### [Source document]
# # # #

Goats and sheep can become infected with coccidia by:

  • ingesting oocytes, a resistant form of the parasite, when grazing
  • poor sanitation that occurs when feed and water supplies are contaminated with goat or sheep feces.

Once ingested, the oocysts penetrate cells lining the intestine where they undergo several stages of development resulting in inflammation and degradation of intestinal cells. The oocysts will develop inside intestinal walls. When they reach maturity, they multiply and release thousands of oocytes into an environment.

The oocytes need adequate moisture and warm temperatures to stay active. Warm and humid spring weather conditions found in the Southeast allow coccidia oocytes to thrive. Under ideal conditions, the life cycle of coccidia is between 2 to 3 weeks. The oocysts can survive for more than a year in a dark and moist environment. Direct sunlight and freezing temperatures kill most of the infective oocytes. Therefore, goat or sheep housing should be dry with adequate exposure to sunlight.

Low levels of exposure to  coccidia can improve an animal’s immune system. Animals exposed at lower levels  do not show clinical signs of infection due to an acquired immune system. But kids and lambs not immune to coccidia can contract coccidiosis when they ingest large numbers of coccidia from contaminated environments.

Goat kids standing on a pile of manure.

Goat kids standing on a pile of manure.

Coccidiosis Predispositions

Predisposing conditions to coccidiosis include:

  • Post-weaning stress may cause kids or lambs to die suddenly without any warning signs.
  • Stressful conditions, such as after shipping or when animals are relocated.
  • Sudden change in weather conditions.

# # # #

### [Required action 1]
Do the following statements agree with the coccidiosis text? (a) Direct sunlight kills most of the infective oocytes. (b) Under ideal conditions, the coccidia life cycle lasts about six weeks. (c) Animals exposed to coccidia at low levels show clinical signs of infection. For each, answer yes or no and quote the deciding words of the text.
### [Required action 2]
Write out the part of the coccidiosis text from "Low levels of" up to and including "animals are relocated.", word for word.

### [Collected material]
# # # #

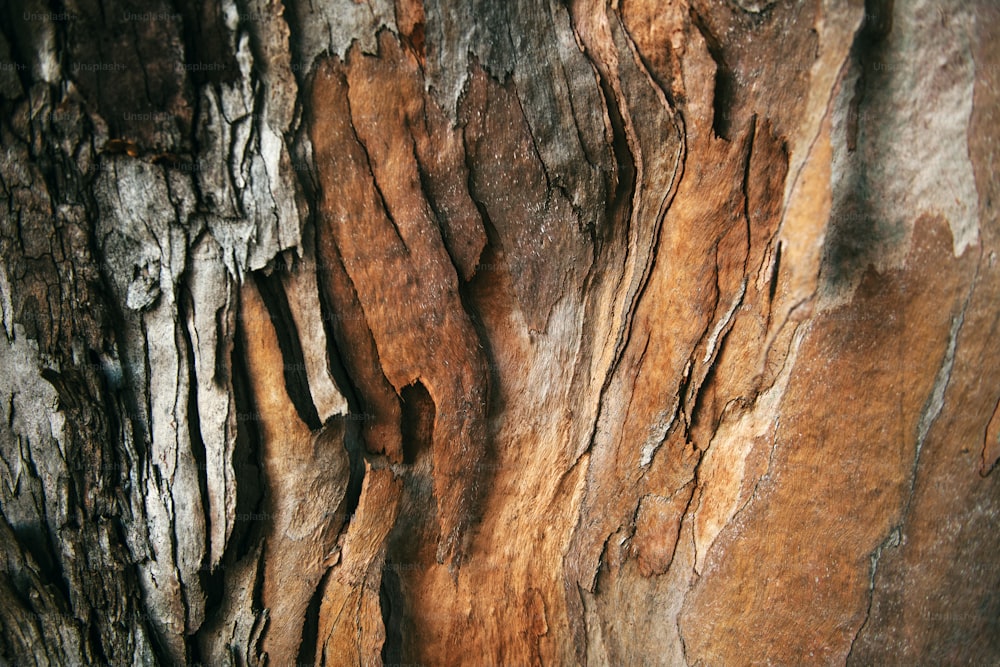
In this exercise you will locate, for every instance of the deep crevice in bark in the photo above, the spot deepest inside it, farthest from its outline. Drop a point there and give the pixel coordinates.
(296, 380)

# # # #

### [Expected answer 1]
(a) Yes: "Direct sunlight and freezing temperatures kill most of the infective oocytes."
(b) No: "Under ideal conditions, the life cycle of coccidia is between 2 to 3 weeks."
(c) No: "do not show clinical signs of infection due to an acquired immune system."

### [Expected answer 2]
Low levels of exposure to  coccidia can improve an animal’s immune system. Animals exposed at lower levels  do not show clinical signs of infection due to an acquired immune system. But kids and lambs not immune to coccidia can contract coccidiosis when they ingest large numbers of coccidia from contaminated environments.

Goat kids standing on a pile of manure.

Goat kids standing on a pile of manure.

Coccidiosis Predispositions

Predisposing conditions to coccidiosis include:

  • Post-weaning stress may cause kids or lambs to die suddenly without any warning signs.
  • Stressful conditions, such as after shipping or when animals are relocated.